INSTRUÇÃO A: No excerto sobre a espiritualidade contemporânea, por que razão não se deve absolutizar a autenticidade? Responda em uma a três frases.
--- EXCERTO FORNECIDO ---
A espiritualidade cristã muitas vezes parece incapaz de responder, rotinada numa liturgia ritualista, numa doutrina árida, numa devoção afastada da transformação da sociedade, numa moral velha e pouco evangélica. Alguns modelos são hoje impossíveis de propor.

O filósofo canadiano Charles Taylor (Sources of the self; The Making of the Modern Identity (1989) e A Secolar Age (2007) A era secular. Lisboa: Instituto Piaget, 2012), traçou com mestria os ideais da cultura contemporânea, que se podem resumir: autenticidade, vida comum, reflexibilidade, plenitude de vida. Por autenticidade entende-se a coerência entre o interno e externo, a correspondência entre ao parecer e o ser, a expressão vital do que se é realmente, sem hipocrisia e sem conformação às tradições ou às modas. Sendo valor basilar da espiritualidade, importa não o absolutizar sem ter em conta os conteúdos da verdade e da bondade da vida, a fidelidade ao ser mais profundo de cada um, sob risco de ser reduzido a simples expressão das emoções interiores, exibindo-as por vezes sem pudor. Contudo, é valor irrenunciável que põe em causa uma vida cristã reduzida a fórmulas, ritos litúrgicos, normas morais, práticas religiosas, aparato de organizações.

A valorização da vida comum constitui outro elemento da espiritualidade contemporânea. Esta parte da igual dignidade de cada pessoa, independentemente do seu estatuto social ou religioso, e pratica-se na vida quotidiana, acessível a todos, sem recurso a elementos extraordinários: milagres, visões, êxtases, asceses forçadas, fugas do mundo. Cada um, na sua concreta condição de vida, é chamado a ser o mais perfeito possível, na atenção aos últimos, aos mais pobres aos que sofrem. Não se pode amar a Deus sem esta atitude de recíproca fraternidade.

Por reflexibilidade entende-se a capacidade crítica de questionar-se sobre crenças e convicções, escutar e dialogar com outros pontos de vista, com o fim de encontrar a verdade e o bem. A espiritualidade contemporânea é alérgica à monotonia dos discursos, à retórica religiosa das frases feitas, sem confronto com a experiência da vida. Isto quer dizer não se contentar com emoções intimistas, tradições vividas inconscientemente, mas aceitar por à prova a fé, teologicamente fundamentada, qual acolhimento inteligente do dom da revelação centrado em Cristo. Trata-se de uma normal inteligência humana, não científica, antes animada pelo amor, único capaz de abrir o coração às verdades com dimensão existencial. Assim não se cai numa espiritualidade de tipo intelectualista, limitada a elaborar ideias e a problematizar, mas antes a relação essencial com Cristo se purifica das conceções e sentimentos habituais, dos revestimentos culturais, para encontrar a fidelidade ao evangelho na concreta situação histórica.
--- CONJUNTO DE REGISTOS ---
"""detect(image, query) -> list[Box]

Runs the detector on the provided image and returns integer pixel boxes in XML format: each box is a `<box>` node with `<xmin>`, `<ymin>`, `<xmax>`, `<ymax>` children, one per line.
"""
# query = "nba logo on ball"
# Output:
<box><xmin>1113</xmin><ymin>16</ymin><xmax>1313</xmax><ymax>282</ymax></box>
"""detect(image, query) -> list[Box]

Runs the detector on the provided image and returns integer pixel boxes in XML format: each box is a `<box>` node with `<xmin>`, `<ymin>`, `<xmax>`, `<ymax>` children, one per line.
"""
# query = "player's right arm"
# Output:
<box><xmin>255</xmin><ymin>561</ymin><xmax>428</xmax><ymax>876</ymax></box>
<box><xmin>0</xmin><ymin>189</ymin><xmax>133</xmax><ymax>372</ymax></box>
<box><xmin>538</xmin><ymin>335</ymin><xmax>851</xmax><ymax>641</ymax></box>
---
INSTRUÇÃO B: Transcreva, palavra por palavra, todos os registos apresentados acima, do primeiro ao último.

RESPOSTA COMPLETA A: A autenticidade não deve ser absolutizada sem ter em conta os conteúdos da verdade e da bondade da vida e a fidelidade ao ser mais profundo de cada um. Caso contrário, corre o risco de ficar reduzida a simples expressão das emoções interiores, que por vezes são exibidas sem pudor.

RESPOSTA COMPLETA B:
"""detect(image, query) -> list[Box]

Runs the detector on the provided image and returns integer pixel boxes in XML format: each box is a `<box>` node with `<xmin>`, `<ymin>`, `<xmax>`, `<ymax>` children, one per line.
"""
# query = "nba logo on ball"
# Output:
<box><xmin>1113</xmin><ymin>16</ymin><xmax>1313</xmax><ymax>282</ymax></box>
"""detect(image, query) -> list[Box]

Runs the detector on the provided image and returns integer pixel boxes in XML format: each box is a `<box>` node with `<xmin>`, `<ymin>`, `<xmax>`, `<ymax>` children, one per line.
"""
# query = "player's right arm"
# Output:
<box><xmin>255</xmin><ymin>561</ymin><xmax>428</xmax><ymax>876</ymax></box>
<box><xmin>0</xmin><ymin>189</ymin><xmax>133</xmax><ymax>372</ymax></box>
<box><xmin>538</xmin><ymin>335</ymin><xmax>851</xmax><ymax>641</ymax></box>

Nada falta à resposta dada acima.